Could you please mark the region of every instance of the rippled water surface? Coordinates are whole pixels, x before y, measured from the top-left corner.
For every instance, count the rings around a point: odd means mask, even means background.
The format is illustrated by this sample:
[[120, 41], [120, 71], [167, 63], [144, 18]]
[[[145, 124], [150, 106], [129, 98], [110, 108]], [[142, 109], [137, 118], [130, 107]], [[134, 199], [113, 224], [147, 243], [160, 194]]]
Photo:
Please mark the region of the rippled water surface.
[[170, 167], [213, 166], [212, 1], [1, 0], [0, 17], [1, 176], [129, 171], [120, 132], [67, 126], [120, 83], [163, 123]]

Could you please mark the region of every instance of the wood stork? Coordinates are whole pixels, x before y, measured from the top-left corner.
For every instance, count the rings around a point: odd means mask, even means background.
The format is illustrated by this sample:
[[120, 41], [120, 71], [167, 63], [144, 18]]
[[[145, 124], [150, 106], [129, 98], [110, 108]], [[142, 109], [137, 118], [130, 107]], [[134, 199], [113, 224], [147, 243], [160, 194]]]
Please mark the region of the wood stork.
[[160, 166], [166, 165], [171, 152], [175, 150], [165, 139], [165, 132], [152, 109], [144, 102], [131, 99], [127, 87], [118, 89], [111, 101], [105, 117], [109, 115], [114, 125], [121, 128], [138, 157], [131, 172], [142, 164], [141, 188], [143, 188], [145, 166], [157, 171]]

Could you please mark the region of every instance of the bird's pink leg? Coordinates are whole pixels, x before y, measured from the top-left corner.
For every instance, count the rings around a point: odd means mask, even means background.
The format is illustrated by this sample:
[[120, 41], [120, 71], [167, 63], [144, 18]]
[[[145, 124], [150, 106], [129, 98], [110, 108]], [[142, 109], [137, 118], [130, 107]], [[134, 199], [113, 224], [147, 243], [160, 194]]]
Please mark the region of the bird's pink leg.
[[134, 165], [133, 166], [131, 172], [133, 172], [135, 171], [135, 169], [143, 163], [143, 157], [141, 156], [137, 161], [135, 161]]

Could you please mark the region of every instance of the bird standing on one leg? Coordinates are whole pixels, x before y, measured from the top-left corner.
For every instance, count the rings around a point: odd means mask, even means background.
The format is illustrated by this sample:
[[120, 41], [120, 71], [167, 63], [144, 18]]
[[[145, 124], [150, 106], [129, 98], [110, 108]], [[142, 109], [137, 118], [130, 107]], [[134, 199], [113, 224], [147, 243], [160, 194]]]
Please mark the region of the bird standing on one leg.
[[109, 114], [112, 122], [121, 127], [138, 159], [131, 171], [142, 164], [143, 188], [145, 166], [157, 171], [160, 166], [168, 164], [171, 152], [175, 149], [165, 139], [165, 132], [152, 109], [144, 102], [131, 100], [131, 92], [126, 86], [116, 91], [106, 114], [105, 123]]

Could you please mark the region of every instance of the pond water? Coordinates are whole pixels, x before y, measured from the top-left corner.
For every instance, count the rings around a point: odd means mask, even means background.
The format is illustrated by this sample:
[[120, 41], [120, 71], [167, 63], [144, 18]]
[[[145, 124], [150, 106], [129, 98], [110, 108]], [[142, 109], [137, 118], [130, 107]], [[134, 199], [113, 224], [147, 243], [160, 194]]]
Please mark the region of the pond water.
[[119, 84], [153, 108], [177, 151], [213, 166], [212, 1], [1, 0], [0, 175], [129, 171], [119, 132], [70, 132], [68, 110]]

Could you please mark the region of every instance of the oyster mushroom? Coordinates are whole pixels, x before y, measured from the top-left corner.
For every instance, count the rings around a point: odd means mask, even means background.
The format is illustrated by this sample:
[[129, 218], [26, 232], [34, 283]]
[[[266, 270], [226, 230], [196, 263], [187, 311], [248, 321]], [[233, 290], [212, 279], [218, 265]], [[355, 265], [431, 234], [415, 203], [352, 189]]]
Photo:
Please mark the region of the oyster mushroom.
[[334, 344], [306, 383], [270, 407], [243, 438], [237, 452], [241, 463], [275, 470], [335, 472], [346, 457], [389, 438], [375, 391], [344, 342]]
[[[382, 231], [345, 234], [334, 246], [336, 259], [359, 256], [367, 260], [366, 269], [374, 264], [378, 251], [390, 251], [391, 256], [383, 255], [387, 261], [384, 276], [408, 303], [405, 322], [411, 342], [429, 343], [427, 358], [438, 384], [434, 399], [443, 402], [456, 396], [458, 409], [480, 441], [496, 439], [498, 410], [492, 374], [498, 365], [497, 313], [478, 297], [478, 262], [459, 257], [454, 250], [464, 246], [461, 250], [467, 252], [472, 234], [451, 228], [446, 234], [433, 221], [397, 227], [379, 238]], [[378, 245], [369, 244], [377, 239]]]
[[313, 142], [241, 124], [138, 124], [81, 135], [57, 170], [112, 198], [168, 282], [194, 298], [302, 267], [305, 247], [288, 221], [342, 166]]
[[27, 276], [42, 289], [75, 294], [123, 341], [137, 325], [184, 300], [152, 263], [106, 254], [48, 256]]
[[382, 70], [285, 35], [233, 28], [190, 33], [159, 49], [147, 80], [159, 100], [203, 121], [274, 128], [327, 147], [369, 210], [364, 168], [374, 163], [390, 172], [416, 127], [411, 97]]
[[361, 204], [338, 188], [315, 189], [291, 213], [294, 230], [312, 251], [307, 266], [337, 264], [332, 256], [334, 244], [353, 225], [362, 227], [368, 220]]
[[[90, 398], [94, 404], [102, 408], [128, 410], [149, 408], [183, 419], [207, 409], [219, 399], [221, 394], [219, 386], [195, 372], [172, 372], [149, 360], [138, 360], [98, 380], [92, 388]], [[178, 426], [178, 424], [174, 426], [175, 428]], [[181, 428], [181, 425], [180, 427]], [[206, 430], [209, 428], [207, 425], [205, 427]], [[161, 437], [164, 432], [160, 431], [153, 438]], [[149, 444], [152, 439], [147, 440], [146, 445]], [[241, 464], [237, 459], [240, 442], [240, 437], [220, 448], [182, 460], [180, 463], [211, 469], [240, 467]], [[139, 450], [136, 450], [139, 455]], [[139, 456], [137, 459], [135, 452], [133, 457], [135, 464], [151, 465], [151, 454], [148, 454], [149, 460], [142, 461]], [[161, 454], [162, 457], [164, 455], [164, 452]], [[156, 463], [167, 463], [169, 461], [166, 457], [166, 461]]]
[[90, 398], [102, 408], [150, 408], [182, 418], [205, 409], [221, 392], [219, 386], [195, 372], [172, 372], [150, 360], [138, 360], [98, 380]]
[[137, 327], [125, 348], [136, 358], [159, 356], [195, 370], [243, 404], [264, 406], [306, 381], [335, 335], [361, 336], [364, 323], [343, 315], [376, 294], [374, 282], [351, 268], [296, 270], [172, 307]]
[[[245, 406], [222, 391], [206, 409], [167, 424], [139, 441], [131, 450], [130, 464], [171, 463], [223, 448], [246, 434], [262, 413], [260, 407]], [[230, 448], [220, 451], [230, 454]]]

----------------------------------------

> **What you should do**: Recast the lines from the beginning through the line containing "Please mark the region of the rippled" as a JSON list of strings, one string per line, with any blank lines omitted.

> **Exercise solution**:
[
  "Could you please mark the region of every instance of the rippled water surface? Coordinates are whole pixels, x before y, measured from the top-left corner.",
  "For every instance, count the rings around a point: odd means mask, even means background.",
  "The format is illustrated by this sample:",
  "[[120, 41], [120, 71], [167, 63], [144, 18]]",
  "[[[145, 124], [150, 106], [129, 98], [110, 108]], [[142, 109], [137, 118], [130, 107]], [[134, 199], [113, 224], [147, 243], [160, 194]]]",
  "Photo:",
  "Please mark the region of the rippled water surface."
]